Texto do documento
Uma
advertência aos palacianos de todos os matizes
Roberto
Romano/Unicamp.
As
manifestações de massa interessam a todos os regimes, da ditadura à democracia.
Existe um saber acumulado sobre o fenômeno, com várias explicações para ele. O
fato ocorre desde que os homens se reúnem em coletividades. Ele se notabiliza
na democracia de Atenas e nas revoltas da plebe romana contra os aristocratas.
Na Idade Média, após a prisão dos pobres nos feudos (laicos ou da Igreja), multidões se espalham pela Europa. A única
fuga dos que viviam sob os nobres era a peregrinação aos santuários, que recebem
milhares de peregrinos. É o caso de São Tiago de Compostela e das catedrais
dedicadas à Virgem Maria. Os camponeses deixam os domínios feudais, apreciam as
estradas, as periferias urbanas renascentes, as feiras. E não retornam ao lugar
de servidão. “O ar das cidades liberta”.
Como as corporações citadinas só
empregam os filhos e apadrinhados dos seus integrantes, falta emprego para os que
fogem dos campos. Eles se dedicam a tarefas ilegais como o roubo, sequestro,
assassinato, etc. As cidades se tornam
perigosas para a vida comum e para o comércio. Nos séculos 13 e 14 os
frades mendicantes (franciscanos e dominicanos sobretudo), servem como “pacificadores”
de rebeliões, afastam as vinganças dos que têm familiares mortos, assaltados,
etc.
No moderno
Estado absolutista a massa (a Mob…) causa revoltas e atentados contra os
governantes. Entre os teóricos políticos se retoma a ojeriza contra a plebe, o
povo perigoso e inculto. Povo e ralé são identificados e os movimentos
populares contra os abusos dos aristocratas e reis são esmagados. É o que
ocorre com a revolta dos camponeses alemães, sufocada pelos exércitos
principescos com as bençãos de Martinho Lutero, de um lado, e da hierarquia
católica de outro.

Tarefas
(a) Segundo o texto sobre as manifestações de massa, quem serviu como "pacificador" de rebeliões nos séculos 13 e 14?
(b) Diga se cada frase combina com o texto sobre as manifestações de massa: (i) Os camponeses que saíam dos domínios feudais acabavam voltando ao lugar de servidão. (ii) As corporações das cidades só davam emprego aos filhos e apadrinhados dos seus integrantes. (iii) A revolta dos camponeses alemães foi sufocada pelos exércitos dos príncipes.
(c) Prossiga com o texto sobre as manifestações de massa a partir da última frase.

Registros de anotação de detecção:
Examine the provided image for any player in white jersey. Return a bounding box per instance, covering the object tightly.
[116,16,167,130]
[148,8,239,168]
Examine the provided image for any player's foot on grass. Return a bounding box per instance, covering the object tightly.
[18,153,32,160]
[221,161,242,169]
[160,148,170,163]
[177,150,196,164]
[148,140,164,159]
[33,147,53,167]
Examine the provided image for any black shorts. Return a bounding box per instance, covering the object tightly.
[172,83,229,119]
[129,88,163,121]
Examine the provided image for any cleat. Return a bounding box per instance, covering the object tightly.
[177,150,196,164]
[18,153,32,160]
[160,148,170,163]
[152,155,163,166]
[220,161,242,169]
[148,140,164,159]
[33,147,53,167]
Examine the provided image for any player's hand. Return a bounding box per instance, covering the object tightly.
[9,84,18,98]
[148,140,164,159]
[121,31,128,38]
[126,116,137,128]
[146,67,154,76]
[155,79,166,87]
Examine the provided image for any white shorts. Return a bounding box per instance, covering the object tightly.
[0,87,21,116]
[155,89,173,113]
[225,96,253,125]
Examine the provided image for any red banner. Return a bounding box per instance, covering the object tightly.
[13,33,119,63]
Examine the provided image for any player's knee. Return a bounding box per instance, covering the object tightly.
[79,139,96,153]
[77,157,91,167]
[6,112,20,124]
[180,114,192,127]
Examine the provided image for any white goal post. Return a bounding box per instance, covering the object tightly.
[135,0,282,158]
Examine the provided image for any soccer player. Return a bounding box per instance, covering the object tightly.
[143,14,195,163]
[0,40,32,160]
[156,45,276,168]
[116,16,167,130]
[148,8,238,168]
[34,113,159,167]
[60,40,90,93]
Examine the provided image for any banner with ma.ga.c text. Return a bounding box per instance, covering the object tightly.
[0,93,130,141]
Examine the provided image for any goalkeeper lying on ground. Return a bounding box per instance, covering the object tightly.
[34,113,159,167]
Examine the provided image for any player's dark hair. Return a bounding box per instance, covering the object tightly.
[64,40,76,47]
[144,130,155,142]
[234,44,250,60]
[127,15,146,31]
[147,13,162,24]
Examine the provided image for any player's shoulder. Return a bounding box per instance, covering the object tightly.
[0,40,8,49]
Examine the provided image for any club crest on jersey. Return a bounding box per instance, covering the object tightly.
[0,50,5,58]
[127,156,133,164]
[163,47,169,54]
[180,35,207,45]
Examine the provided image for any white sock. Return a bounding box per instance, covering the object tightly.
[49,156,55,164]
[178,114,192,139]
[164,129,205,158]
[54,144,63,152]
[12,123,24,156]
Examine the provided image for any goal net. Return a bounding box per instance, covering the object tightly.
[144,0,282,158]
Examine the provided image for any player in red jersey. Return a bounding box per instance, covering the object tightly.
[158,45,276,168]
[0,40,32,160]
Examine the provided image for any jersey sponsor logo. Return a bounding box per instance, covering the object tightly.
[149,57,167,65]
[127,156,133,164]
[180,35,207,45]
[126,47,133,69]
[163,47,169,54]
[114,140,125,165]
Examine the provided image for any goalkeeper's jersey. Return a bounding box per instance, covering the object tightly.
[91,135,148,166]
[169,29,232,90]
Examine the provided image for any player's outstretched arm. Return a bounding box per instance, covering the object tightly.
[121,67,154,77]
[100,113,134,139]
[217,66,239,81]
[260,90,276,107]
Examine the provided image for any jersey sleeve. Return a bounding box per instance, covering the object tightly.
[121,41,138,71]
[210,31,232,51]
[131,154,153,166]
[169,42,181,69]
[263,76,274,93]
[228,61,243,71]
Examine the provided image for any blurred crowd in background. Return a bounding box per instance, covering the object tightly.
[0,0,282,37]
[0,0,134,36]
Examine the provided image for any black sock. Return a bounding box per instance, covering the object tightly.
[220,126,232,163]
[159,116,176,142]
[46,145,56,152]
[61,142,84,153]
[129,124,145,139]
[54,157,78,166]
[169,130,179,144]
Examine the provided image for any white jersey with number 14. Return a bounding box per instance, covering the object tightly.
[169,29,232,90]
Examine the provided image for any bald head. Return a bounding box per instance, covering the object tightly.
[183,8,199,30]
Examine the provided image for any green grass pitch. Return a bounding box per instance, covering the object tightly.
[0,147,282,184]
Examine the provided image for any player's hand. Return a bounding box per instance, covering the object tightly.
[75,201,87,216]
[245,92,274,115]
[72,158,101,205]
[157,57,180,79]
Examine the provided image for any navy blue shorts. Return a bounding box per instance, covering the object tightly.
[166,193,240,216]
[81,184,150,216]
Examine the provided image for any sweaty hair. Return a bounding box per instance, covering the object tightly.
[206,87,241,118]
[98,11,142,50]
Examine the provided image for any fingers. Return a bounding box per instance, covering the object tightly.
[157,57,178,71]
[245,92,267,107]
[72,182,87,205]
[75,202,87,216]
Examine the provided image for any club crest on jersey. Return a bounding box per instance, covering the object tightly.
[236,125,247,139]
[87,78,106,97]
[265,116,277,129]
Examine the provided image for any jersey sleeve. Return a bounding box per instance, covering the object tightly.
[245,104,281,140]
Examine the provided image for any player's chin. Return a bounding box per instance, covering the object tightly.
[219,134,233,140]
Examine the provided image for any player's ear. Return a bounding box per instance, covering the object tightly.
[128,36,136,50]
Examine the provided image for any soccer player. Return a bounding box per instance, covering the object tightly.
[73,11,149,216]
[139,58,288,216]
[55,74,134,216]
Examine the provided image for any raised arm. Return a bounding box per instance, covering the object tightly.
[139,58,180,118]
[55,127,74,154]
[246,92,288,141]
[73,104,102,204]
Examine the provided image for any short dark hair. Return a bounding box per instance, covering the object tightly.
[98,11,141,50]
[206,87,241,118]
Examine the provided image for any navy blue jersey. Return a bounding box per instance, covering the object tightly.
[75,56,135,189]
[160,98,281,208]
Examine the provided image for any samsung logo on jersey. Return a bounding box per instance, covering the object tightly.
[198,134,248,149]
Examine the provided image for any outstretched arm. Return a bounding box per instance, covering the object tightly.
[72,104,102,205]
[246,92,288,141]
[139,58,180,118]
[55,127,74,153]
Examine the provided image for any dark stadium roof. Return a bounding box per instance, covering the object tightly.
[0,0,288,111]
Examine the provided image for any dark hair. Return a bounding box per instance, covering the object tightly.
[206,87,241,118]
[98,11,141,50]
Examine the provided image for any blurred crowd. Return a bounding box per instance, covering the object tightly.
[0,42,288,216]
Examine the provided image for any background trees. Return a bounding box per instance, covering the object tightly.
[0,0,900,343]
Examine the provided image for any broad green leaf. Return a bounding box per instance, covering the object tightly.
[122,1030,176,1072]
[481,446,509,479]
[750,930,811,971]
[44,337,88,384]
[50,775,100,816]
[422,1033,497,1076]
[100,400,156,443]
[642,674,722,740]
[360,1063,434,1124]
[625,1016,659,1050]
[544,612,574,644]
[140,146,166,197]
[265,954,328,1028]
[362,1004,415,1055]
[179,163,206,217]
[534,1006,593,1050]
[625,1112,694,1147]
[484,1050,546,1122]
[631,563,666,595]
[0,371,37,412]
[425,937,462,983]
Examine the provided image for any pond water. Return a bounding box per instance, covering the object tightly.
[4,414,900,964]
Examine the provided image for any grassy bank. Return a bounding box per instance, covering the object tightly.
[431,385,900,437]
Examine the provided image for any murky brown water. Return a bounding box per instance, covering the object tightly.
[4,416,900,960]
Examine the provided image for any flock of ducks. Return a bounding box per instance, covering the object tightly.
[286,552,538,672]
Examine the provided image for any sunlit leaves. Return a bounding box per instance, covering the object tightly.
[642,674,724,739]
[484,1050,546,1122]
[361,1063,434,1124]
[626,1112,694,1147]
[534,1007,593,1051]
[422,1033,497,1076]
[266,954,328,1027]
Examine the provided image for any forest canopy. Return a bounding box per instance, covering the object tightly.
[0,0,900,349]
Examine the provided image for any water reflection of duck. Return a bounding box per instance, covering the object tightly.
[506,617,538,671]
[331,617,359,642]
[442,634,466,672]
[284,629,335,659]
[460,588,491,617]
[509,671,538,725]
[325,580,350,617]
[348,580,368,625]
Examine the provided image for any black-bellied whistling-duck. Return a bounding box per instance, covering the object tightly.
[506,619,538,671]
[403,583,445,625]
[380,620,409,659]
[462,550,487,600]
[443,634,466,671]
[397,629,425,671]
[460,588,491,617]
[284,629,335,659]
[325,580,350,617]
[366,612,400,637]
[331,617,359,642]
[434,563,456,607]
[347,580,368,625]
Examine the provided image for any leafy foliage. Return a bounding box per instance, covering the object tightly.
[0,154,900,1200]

Respostas
(a) Os frades mendicantes, sobretudo franciscanos e dominicanos.

(b)
(i) Não: "E não retornam ao lugar de servidão."
(ii) Sim: "Como as corporações citadinas só empregam os filhos e apadrinhados dos seus integrantes"
(iii) Sim: "sufocada pelos exércitos principescos"

(c)
No
século 17 inglês a Revolução puritana derruba o rei, corta a sua cabeça e
instaura a igualdade legal dos cidadãos. Milton, o poeta do “Paraíso Perdido”,
republicano convicto, redige o clássico “The Tenure of Kings and Magistrates”,
onde defende a liberdade de imprensa e o
dever, para as autoridades, de prestar contas ao povo soberano das finanças e
dos recursos humanos do Estado. Não por acaso o partido plebeu que conduz a mudança
rumo à democracia chama-se “Os Niveladores” (The Levellers). “Accountability” é
o nome dado para a prestação de contas, nas democracias instauradas no século
18 nas colônias inglêsas da América. Na França a mesma exigência foi
estabelecida para os governantes.
No
Brasil, os partidários do regime democrático foram esmagados pelo poder
colonial português e pelo Império. Aqui os seguidores de Francis Bacon, John
Locke, Voltaire, Diderot e outros luminares das Luzes, foram exterminados nas
várias revoltas liberais que surgiram de Norte a Sul nos séculos 18 e 19. As massas, bem ao modo absolutista,
continuaram a ser vistas com desconfiança e horror pelos operadores do Estado.
Era a “gente ordinária de vestes”. Ordinária porque no Antigo Regime certas
cores de vestimentas, certos tecidos, etc, eram privilégios dos nobres e
clérigos.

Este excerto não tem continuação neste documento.